#### Written problem
Give the data below again exactly as it stands. Omit the pictures.

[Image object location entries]
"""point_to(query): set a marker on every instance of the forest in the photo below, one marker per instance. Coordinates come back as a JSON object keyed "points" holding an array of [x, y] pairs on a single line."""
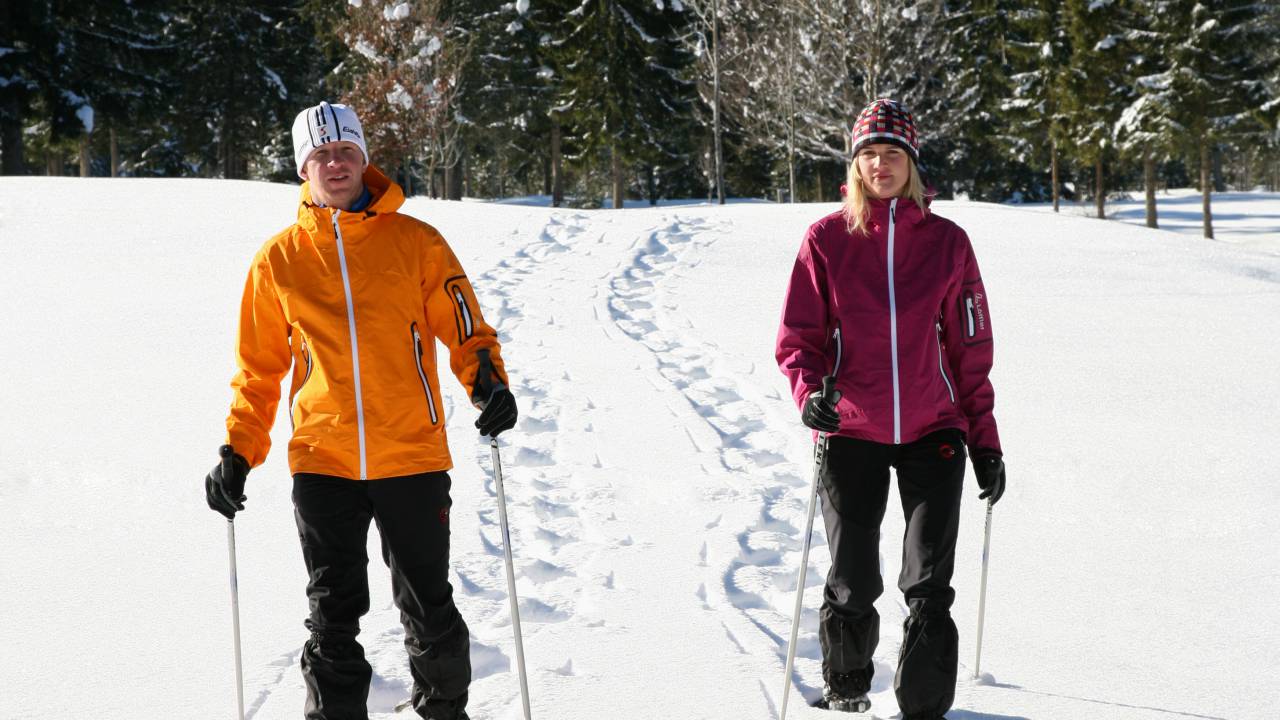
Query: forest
{"points": [[592, 101]]}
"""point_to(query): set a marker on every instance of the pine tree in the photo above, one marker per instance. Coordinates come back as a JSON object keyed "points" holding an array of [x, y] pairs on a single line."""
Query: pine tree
{"points": [[403, 72], [507, 94], [40, 85], [1211, 89], [622, 90], [968, 127], [232, 99], [1095, 87]]}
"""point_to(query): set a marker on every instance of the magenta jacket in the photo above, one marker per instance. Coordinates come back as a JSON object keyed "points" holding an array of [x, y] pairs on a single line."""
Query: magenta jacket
{"points": [[900, 317]]}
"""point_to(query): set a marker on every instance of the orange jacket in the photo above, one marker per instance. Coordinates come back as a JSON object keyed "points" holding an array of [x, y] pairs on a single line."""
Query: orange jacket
{"points": [[355, 302]]}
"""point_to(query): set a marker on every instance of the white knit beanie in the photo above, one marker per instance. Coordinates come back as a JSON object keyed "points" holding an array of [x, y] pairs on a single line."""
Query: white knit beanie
{"points": [[321, 124]]}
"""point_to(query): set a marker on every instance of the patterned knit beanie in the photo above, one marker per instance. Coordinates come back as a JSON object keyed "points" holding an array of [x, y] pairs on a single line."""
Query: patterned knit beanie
{"points": [[887, 121], [321, 124]]}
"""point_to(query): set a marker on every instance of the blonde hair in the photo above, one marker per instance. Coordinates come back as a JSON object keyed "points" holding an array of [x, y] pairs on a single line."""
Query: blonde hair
{"points": [[855, 197]]}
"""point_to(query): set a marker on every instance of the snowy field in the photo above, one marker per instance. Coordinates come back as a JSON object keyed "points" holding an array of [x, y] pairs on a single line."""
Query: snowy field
{"points": [[1248, 219], [658, 477]]}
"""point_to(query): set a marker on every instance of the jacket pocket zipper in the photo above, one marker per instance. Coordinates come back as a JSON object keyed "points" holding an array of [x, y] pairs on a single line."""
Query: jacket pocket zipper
{"points": [[840, 349], [942, 368], [306, 358], [421, 374]]}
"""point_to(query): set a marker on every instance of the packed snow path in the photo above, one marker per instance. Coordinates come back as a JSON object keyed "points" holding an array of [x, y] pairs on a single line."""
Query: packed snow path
{"points": [[658, 475]]}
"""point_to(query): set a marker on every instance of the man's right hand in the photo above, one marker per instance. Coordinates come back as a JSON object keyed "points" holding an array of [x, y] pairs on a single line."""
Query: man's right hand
{"points": [[819, 411], [224, 484]]}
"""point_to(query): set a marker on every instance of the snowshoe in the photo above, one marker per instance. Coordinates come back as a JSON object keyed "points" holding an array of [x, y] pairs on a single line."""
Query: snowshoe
{"points": [[844, 703]]}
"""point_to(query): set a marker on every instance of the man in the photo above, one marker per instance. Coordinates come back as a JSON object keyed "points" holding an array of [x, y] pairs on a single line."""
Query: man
{"points": [[352, 299]]}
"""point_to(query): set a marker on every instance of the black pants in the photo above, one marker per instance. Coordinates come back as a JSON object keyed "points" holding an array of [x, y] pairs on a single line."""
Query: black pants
{"points": [[412, 515], [854, 490]]}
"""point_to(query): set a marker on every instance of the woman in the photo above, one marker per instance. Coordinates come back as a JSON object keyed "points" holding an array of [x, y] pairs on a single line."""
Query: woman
{"points": [[886, 296]]}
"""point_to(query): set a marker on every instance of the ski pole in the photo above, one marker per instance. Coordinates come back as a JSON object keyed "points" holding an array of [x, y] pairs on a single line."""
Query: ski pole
{"points": [[982, 593], [819, 456], [240, 675], [511, 573]]}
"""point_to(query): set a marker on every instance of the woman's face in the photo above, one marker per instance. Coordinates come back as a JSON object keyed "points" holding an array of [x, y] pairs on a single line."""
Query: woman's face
{"points": [[885, 169]]}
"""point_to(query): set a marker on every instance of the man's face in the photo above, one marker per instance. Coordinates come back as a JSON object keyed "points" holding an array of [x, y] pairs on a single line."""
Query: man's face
{"points": [[336, 173]]}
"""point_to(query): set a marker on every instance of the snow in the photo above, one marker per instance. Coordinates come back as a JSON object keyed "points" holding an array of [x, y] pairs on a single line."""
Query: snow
{"points": [[658, 477], [400, 96], [1249, 219], [396, 13]]}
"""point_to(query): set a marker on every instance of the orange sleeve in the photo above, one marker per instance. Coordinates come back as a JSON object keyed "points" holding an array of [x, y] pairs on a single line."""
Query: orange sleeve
{"points": [[453, 314], [264, 359]]}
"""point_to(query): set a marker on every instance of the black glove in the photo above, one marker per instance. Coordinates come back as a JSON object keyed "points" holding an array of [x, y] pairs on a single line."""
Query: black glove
{"points": [[819, 411], [499, 413], [494, 400], [224, 484], [990, 468]]}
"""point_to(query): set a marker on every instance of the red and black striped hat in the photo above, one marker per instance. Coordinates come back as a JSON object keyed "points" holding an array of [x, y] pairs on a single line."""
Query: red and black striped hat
{"points": [[887, 121]]}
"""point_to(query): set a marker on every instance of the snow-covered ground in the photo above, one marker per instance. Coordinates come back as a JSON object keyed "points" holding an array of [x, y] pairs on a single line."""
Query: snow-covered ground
{"points": [[658, 477], [1249, 219]]}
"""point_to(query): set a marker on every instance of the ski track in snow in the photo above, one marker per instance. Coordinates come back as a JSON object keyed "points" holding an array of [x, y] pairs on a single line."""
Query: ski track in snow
{"points": [[758, 569], [543, 501], [553, 515]]}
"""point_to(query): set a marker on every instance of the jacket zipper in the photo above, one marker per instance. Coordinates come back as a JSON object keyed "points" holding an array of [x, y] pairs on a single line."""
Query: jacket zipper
{"points": [[466, 311], [942, 368], [421, 376], [892, 326], [835, 338], [306, 358], [355, 346]]}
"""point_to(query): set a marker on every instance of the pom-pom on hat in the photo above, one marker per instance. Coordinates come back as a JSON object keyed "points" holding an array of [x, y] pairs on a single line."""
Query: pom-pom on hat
{"points": [[887, 121], [323, 124]]}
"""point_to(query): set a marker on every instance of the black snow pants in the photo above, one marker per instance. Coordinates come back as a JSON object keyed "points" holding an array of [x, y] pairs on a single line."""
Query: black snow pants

#### Result of this exercise
"""point_to(query): set a marker on every instance of the forest in the photo below, one marker per instance. Coordinates come back as a JSON object keyed "points" holding an array of [x, y] pairs on a single line."""
Query: forest
{"points": [[592, 101]]}
"""point_to(query): set a marker on every instance of the pine tree in the photo above, one marker per instance. Coordinates come back as a JSON object keyed "points" holding an array of [x, y] pairs on a single line."""
Query: pine tree
{"points": [[403, 72], [507, 94], [40, 85], [1211, 89], [622, 90], [968, 127], [232, 99], [1095, 87]]}
"""point_to(query): set a marker on every instance of the magenta jacket in the photo above, one marker per instance. Coordinates come back as a JSON object keyed "points" holding an array of [x, y] pairs on a single line."""
Query: magenta jacket
{"points": [[900, 317]]}
"""point_to(query): set a marker on every instance of the orange jacket in the photo above, one marker per instance. Coordinates come back as a JSON object keyed "points" holding an array of [x, y] pairs on a single line."""
Query: orange jacket
{"points": [[355, 302]]}
"""point_to(query): set a marker on every instance of the white knit beanie in the photo above, one marker per instance. Coordinates come back as a JSON object keyed "points" holding an array of [x, y] pairs on a single line."""
Query: white knit beanie
{"points": [[321, 124]]}
"""point_to(query): set a marker on every instance of the patterned knit beanie in the photo above, one marker per instance. Coordinates come back as a JSON object keyed "points" holding an array of [x, y] pairs on a single line."""
Query: patterned knit beanie
{"points": [[887, 121], [321, 124]]}
"""point_to(query): set a marker on every instance of the blonde hair in the photo above, one marker per instance. Coordinates come back as a JSON object keyed "points" holding an array of [x, y] pairs on a single line."""
Query: blonde hair
{"points": [[855, 197]]}
"""point_to(query): set a marker on every instance of the snowy field in the photo above, one marker per instance. Coordinates come back as a JSON object keyed "points" holding an array of [x, y] pairs on a single line."""
Query: snowy field
{"points": [[1248, 219], [658, 477]]}
"""point_to(query): set a marker on every instance of the jacket pocket zipper in the photo above, one marker per instance. Coordinates come back as a JSON object keyed "points" holding an array of [x, y] pairs on a single line."""
Query: jacket pocket zipper
{"points": [[840, 349], [942, 368], [306, 358], [421, 374]]}
"""point_to(query): set a marker on every instance of the packed snow path in the photo above, one marker per instance. Coordinates come back as a JSON object keyed "points" holding an array of [x, y] pairs on a single line."""
Query: packed snow path
{"points": [[658, 475]]}
"""point_to(query): set a marker on every instance of the man's right hand in the photo above, one marker per instance. Coordinates come back as a JSON object keyed "points" holding an array of [x, y] pairs on a single line."""
Query: man's right hand
{"points": [[819, 411], [224, 484]]}
"""point_to(query): set a marker on every instance of the snowshoe in the photo above, one marker per instance. Coordinates come back as a JSON object keyed "points" holding an array of [x, y] pairs on a single line."""
Query: snowshoe
{"points": [[844, 703]]}
"""point_to(query): set a marker on every instance of the man in the photo above, one marker per instance. Coordinates come back as a JSON object keyed "points" holding an array of [x, y] pairs on a single line."""
Query: man
{"points": [[352, 299]]}
"""point_to(query): set a marker on every instance of the black pants in the photo above, one marker per instance. Coordinates come back as a JSON object keyed "points" holding an array of [x, y] pairs on a single line."""
Query: black pants
{"points": [[412, 515], [854, 490]]}
"""point_to(query): set a marker on every instance of the woman in the photo above, one marker per instance. Coordinates come back as a JSON object keyed "points" holding an array of [x, y] pairs on a single line."""
Query: woman
{"points": [[886, 296]]}
"""point_to(query): set a marker on every instance of the ski pole in the photo above, one marker per instance. Coordinates come back as a JSON object keyed "points" holding an array of [x, y] pairs on a single line."""
Query: ski pole
{"points": [[982, 593], [819, 456], [240, 675], [511, 573]]}
"""point_to(query): set a marker on every instance of the woman's face in the photo above, one marker per instance. Coordinates come back as a JSON object keyed "points" holding an array of [x, y] pairs on a single line."""
Query: woman's face
{"points": [[885, 169]]}
"""point_to(query): set a marker on every instance of the man's face in the photo above, one marker per instance. Coordinates come back as a JSON object keyed "points" holding an array of [x, y] pairs on a single line."""
Query: man's face
{"points": [[336, 173]]}
"""point_to(query): set a marker on every instance of the snow in the photo above, one marker per instance. Coordinates come back as a JSON object keyed "points" holding an array of [x, y] pairs on a single line."""
Query: snow
{"points": [[658, 477], [400, 96], [1249, 219], [396, 13]]}
"""point_to(query): set a marker on every instance of the orange sleeve in the photo above, one marker per instance. Coordinates come back as a JSON object keyed "points" holding an array of [x, y] pairs on a single line."""
Query: orange sleeve
{"points": [[453, 314], [264, 359]]}
"""point_to(query): set a marker on every instance of the black glove in the photo above, one marker per instance. Coordinates come back as a JSON object keyed "points" holding an array of [x, y] pairs on a single line."""
Query: black glove
{"points": [[819, 411], [499, 413], [494, 400], [224, 484], [990, 468]]}
"""point_to(query): set a marker on every instance of the red and black striped hat in the photo above, one marker per instance. Coordinates come back as a JSON object keyed "points" holding an array of [x, y] pairs on a single line."""
Query: red and black striped hat
{"points": [[887, 121]]}
"""point_to(query): set a marker on every instance of the snow-covered ground in the photo above, one marker per instance. Coordinates come back as a JSON object keyed "points" holding an array of [x, y] pairs on a single line."""
Query: snow-covered ground
{"points": [[658, 477], [1249, 219]]}
"""point_to(query): set a marker on every instance of the ski track in snow in the photo above, one marker per instance. Coordinates come back as a JSON object keyed "points" holding an array of [x, y] pairs on a single line."""
Query: ski track in snow
{"points": [[758, 569], [543, 501], [553, 515]]}
"""point_to(query): set a marker on every instance of the jacket zipper in the photo above, one marker per instance. Coordinates come back as a JSON object keyed "points" holding an array of [x, y] pairs on a single line."""
Query: jacket zipper
{"points": [[466, 311], [942, 368], [421, 376], [892, 326], [835, 338], [306, 358], [355, 346]]}
"""point_to(query): set a marker on every instance of the pom-pom on hat in the photo above, one marker per instance. Coordinates come back as a JSON object keyed "points" holding an array of [x, y] pairs on a single line."""
Query: pom-pom on hat
{"points": [[887, 121], [323, 124]]}
"""point_to(query): set a marker on every instance of the black snow pants in the photo above, one marker per instance. Coordinates come back as a JSON object keyed "points" holding an array of [x, y] pairs on a single line."""
Query: black snow pants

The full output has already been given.